PAGE EXTRACT ▸
"""

Prince was born into a culture in which chicken played an essential role, stemming from an era when poultry was the only livestock slaves could own.
“Often called the preacher’s bird or the gospel fowl, echoing its sacred role among West Africans, slaves and their descendants laid the foundation for America’s love with the chicken that is now spreading around the world,” historian Andrew Lawler wrote in his 2014 book, “Why Did the Chicken Cross the World? The Epic Saga of the Bird That Powers Civilization.”
Girlfriend X provided the entrepreneurial Prince with an exciting new way to enjoy the common chicken dinner.
“Nashville hot chicken needs two things. Great Southern fried chicken and it needs to be dunked in hot melted spice,” Brian Morris, executive chef of Hattie B’s Hot Chicken, said in a promotional video for the 11-year-old Nashville chicken chain.
He calls it a “whirlpool of love with a touch of heat.”
The basic formula is the same at every hot-chicken hotspot. But the spice mixture can vary dramatically from location to location — and to create different levels of heat.
“Nashville hot chicken needs two things. Great Southern fried chicken and it needs to be dunked in hot melted spice” — Chef Brian Morris, Hattie B’s
“The Prince recipe we hold closely to death,” said great-grandniece Kim Prince, who still speaks with her Tennessee accent despite living and working in Los Angeles, where she serves the family’s original recipe under the name Hotville Chicken.
“We’ve always wanted to tell the story,” she added, “in our own Prince family twang.”
Nashville hot chicken ‘ours and ours alone’
The story of Nashville hot chicken was, for at least a half century, told only in that Prince family Tennessee twang — and known only in the black Nashville neighborhoods served by the BBQ Chicken Shack as it moved from location to location.
Nashville hot chicken’s dramatic rise as a national phenomenon has unfolded suddenly here in the 21st century — perhaps not coincidentally with Nashville’s recent explosion as one of the fastest-growing cities in America.
The city’s population has grown more than 20% over the past decade, just as hot chicken gained national and now international prestige.
Author Martin witnessed the rise of Nashville hot chicken in the blink of an education.
The Nashville native left the sleepy Music City for college in 2006 — having never heard of its namesake piquant poultry.
She returned after graduate school in 2013 to a booming city filled with newcomers from across the country seeking mild winters and affordable prices and where, Martin said, “everybody was talking about hot chicken.”
Local poultry pundits credit its national ascension to the first Nashville Hot Chicken Festival, held in 2006.
A wave of glitzy new hot chicken eateries soon opened in its wake, often well-funded with marketing budgets the Prince family never had.

"""

DATA SUPPLIED ▸

"""

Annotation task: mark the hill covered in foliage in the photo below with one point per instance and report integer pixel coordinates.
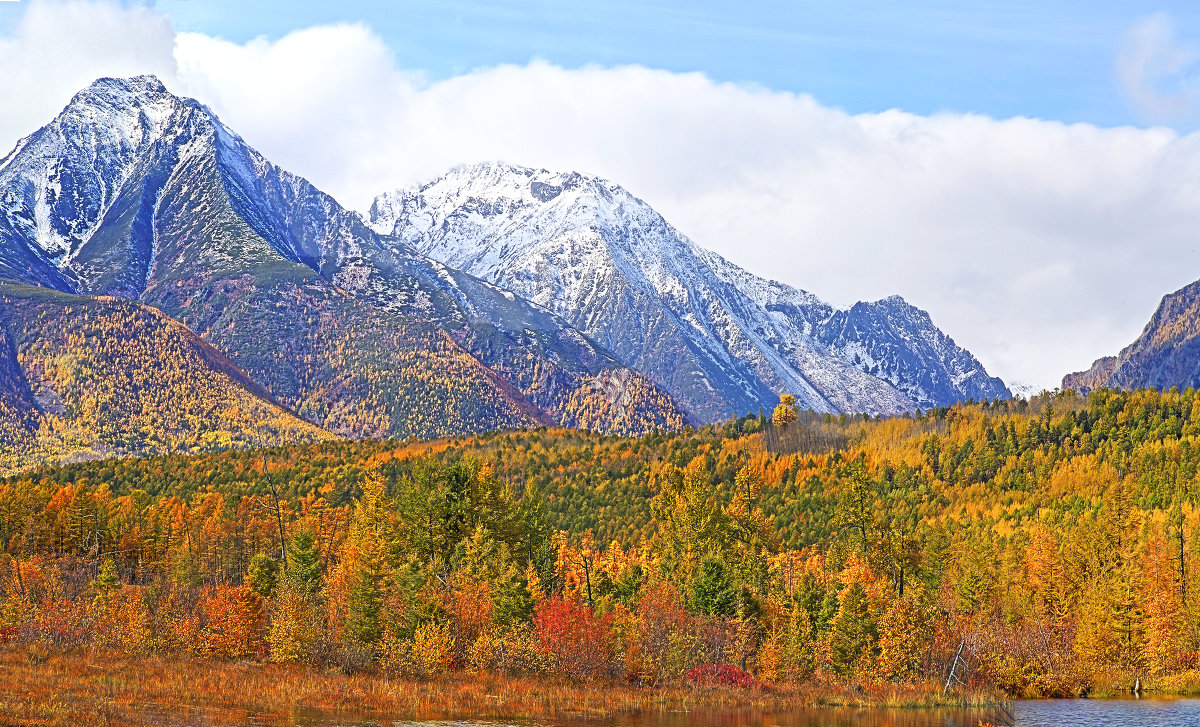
(1050, 544)
(85, 378)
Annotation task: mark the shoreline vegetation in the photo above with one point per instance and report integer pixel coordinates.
(88, 688)
(1018, 548)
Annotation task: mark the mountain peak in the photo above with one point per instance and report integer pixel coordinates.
(124, 94)
(721, 340)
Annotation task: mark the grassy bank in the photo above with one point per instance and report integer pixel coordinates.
(87, 688)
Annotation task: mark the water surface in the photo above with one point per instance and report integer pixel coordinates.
(1061, 713)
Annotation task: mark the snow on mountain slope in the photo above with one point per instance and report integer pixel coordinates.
(719, 338)
(138, 193)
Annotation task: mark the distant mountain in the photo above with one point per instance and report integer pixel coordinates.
(88, 377)
(137, 193)
(1165, 354)
(720, 340)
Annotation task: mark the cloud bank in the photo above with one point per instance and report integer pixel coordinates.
(1037, 245)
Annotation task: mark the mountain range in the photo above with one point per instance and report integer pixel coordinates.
(136, 226)
(719, 338)
(1167, 354)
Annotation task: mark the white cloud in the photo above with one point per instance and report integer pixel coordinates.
(1157, 70)
(58, 48)
(1037, 245)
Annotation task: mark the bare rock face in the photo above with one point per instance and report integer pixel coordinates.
(718, 338)
(1167, 353)
(137, 193)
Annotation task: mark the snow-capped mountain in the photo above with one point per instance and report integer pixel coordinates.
(138, 193)
(719, 338)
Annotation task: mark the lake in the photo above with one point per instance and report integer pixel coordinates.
(1063, 713)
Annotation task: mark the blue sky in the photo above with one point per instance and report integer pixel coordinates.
(1043, 59)
(1037, 194)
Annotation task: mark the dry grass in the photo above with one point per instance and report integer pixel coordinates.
(84, 688)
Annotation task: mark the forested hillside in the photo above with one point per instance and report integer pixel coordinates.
(1051, 541)
(84, 378)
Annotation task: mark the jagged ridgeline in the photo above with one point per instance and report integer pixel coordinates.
(90, 377)
(1167, 353)
(719, 338)
(135, 193)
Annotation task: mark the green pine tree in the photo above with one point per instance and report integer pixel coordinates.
(853, 634)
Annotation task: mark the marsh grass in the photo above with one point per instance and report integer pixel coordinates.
(93, 688)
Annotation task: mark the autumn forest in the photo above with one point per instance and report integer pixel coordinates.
(1043, 547)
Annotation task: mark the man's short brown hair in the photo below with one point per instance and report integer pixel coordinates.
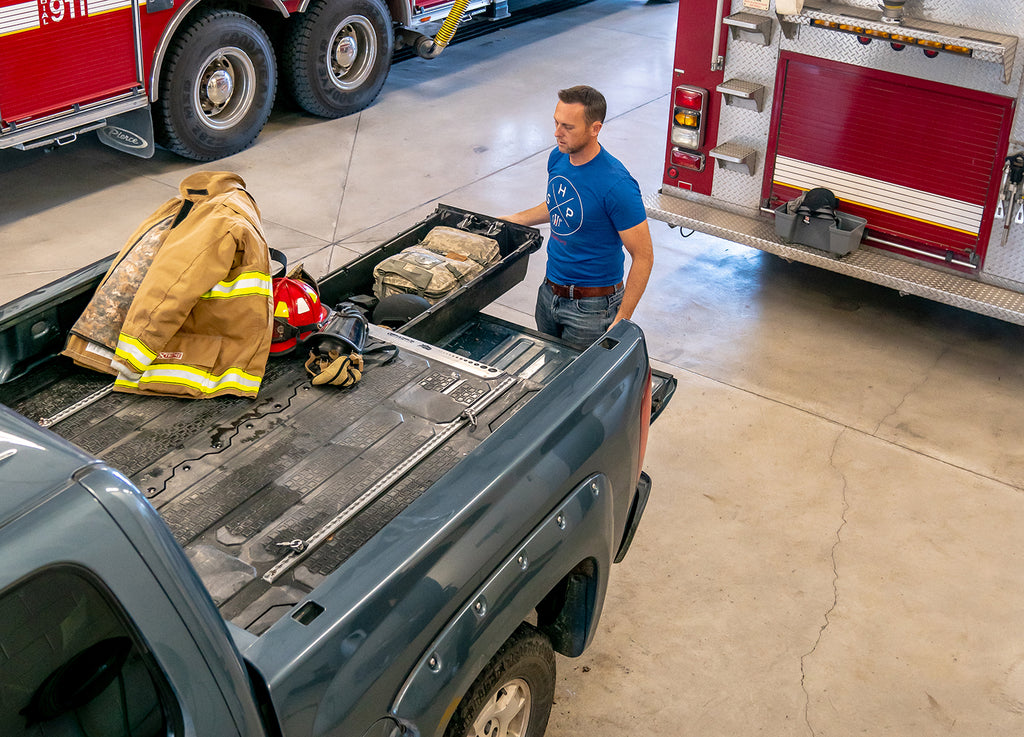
(594, 106)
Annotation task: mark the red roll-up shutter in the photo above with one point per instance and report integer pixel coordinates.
(922, 161)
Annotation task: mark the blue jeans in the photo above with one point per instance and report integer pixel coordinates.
(578, 321)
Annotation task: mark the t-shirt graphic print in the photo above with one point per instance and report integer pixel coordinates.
(564, 207)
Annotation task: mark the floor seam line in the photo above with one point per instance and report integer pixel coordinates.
(835, 601)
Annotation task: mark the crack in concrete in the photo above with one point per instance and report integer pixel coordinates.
(835, 601)
(924, 380)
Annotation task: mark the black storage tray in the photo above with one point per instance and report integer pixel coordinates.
(515, 243)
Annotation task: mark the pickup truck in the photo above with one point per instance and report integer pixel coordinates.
(401, 557)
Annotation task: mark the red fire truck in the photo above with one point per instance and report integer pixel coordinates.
(908, 115)
(201, 75)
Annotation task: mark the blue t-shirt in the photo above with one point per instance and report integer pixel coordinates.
(588, 206)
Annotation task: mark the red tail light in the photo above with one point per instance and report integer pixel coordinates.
(644, 423)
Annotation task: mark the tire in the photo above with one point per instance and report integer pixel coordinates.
(512, 696)
(217, 88)
(338, 54)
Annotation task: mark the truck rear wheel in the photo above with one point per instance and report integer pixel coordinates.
(512, 696)
(217, 88)
(338, 54)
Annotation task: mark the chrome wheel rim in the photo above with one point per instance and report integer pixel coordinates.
(506, 713)
(226, 88)
(351, 52)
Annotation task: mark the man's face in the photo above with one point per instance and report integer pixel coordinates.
(571, 132)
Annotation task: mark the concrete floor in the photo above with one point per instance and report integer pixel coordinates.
(832, 547)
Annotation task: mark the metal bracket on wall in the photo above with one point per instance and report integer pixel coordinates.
(750, 27)
(742, 94)
(735, 157)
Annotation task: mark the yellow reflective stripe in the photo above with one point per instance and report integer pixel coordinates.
(134, 352)
(195, 378)
(248, 283)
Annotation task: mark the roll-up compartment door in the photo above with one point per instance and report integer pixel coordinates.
(921, 161)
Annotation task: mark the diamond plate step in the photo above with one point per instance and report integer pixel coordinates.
(864, 263)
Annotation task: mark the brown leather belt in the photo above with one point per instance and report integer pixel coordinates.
(573, 292)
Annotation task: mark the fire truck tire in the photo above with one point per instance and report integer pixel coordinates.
(338, 54)
(217, 87)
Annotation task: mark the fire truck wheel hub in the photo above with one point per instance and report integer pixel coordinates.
(218, 87)
(353, 50)
(226, 89)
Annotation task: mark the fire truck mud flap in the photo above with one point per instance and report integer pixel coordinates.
(130, 132)
(864, 263)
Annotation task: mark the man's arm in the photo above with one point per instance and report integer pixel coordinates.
(638, 245)
(535, 216)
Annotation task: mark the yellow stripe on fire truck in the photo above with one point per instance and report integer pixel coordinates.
(194, 378)
(97, 7)
(886, 197)
(31, 15)
(15, 18)
(249, 283)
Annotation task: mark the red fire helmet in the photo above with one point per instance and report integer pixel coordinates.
(298, 312)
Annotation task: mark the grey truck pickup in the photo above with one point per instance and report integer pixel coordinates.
(401, 557)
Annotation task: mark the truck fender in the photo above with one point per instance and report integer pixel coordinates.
(545, 567)
(179, 17)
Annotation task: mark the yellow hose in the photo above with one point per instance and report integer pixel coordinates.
(451, 24)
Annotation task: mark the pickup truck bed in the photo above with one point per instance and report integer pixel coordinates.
(268, 497)
(376, 550)
(238, 480)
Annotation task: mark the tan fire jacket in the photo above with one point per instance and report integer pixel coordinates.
(185, 307)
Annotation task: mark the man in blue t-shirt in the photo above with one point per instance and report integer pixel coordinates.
(595, 210)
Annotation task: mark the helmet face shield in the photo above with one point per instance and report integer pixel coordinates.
(345, 332)
(298, 313)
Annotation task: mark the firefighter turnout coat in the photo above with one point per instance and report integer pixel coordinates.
(185, 307)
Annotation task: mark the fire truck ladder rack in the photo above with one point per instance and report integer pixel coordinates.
(981, 45)
(864, 263)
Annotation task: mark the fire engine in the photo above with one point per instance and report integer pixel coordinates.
(907, 112)
(200, 76)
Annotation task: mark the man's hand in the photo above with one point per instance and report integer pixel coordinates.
(535, 216)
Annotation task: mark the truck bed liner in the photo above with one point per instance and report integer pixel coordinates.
(236, 479)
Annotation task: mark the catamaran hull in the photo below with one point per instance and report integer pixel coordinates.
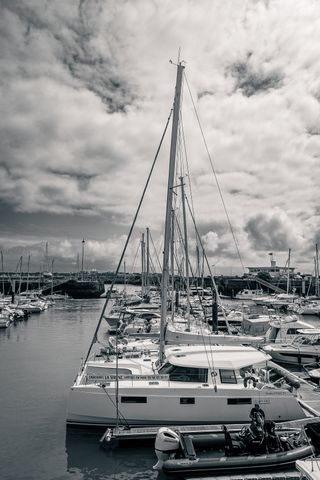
(96, 406)
(176, 337)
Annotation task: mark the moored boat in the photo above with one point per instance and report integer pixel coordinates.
(232, 452)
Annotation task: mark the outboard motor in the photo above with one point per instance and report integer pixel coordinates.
(167, 443)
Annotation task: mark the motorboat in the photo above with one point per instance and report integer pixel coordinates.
(199, 333)
(233, 451)
(248, 294)
(304, 349)
(309, 468)
(308, 307)
(285, 329)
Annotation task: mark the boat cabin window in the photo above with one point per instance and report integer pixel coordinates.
(272, 333)
(227, 376)
(292, 331)
(308, 340)
(133, 399)
(185, 374)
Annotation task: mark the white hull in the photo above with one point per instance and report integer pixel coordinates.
(91, 405)
(175, 337)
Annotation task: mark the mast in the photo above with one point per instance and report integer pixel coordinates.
(124, 281)
(148, 264)
(28, 270)
(82, 257)
(172, 266)
(317, 292)
(186, 248)
(20, 274)
(52, 262)
(2, 273)
(143, 266)
(167, 231)
(288, 277)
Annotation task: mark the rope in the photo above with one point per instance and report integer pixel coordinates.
(215, 176)
(128, 239)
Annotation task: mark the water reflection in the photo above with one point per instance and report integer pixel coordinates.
(87, 460)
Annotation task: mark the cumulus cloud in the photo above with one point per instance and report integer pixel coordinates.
(86, 89)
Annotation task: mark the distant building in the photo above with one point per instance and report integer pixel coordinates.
(274, 270)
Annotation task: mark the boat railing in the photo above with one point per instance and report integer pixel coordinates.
(108, 379)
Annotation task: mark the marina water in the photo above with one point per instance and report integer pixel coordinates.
(39, 359)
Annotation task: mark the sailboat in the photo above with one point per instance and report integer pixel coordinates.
(195, 384)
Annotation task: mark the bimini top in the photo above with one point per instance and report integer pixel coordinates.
(309, 331)
(219, 356)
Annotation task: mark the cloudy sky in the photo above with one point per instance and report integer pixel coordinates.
(86, 89)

"""

DIRECTIVES ▸
a - From the Nashville hot chicken text, copy the passage from "The basic formula" to "name Hotville Chicken.".
b - Summarize the Nashville hot chicken text in two sentences.

OUTPUTS FOR THE TASKS ▸
a -
The basic formula is the same at every hot-chicken hotspot. But the spice mixture can vary dramatically from location to location — and to create different levels of heat.
“Nashville hot chicken needs two things. Great Southern fried chicken and it needs to be dunked in hot melted spice” — Chef Brian Morris, Hattie B’s
“The Prince recipe we hold closely to death,” said great-grandniece Kim Prince, who still speaks with her Tennessee accent despite living and working in Los Angeles, where she serves the family’s original recipe under the name Hotville Chicken.

b - Nashville hot chicken, great Southern fried chicken dunked in hot melted spice, was for at least half a century known only in the black Nashville neighborhoods served by the Prince family's BBQ Chicken Shack, and the family still guards its original recipe. The dish rose suddenly to national and international prestige in the 21st century as Nashville boomed, a rise local poultry pundits credit to the first Nashville Hot Chicken Festival in 2006, after which a wave of well-funded new hot chicken eateries opened.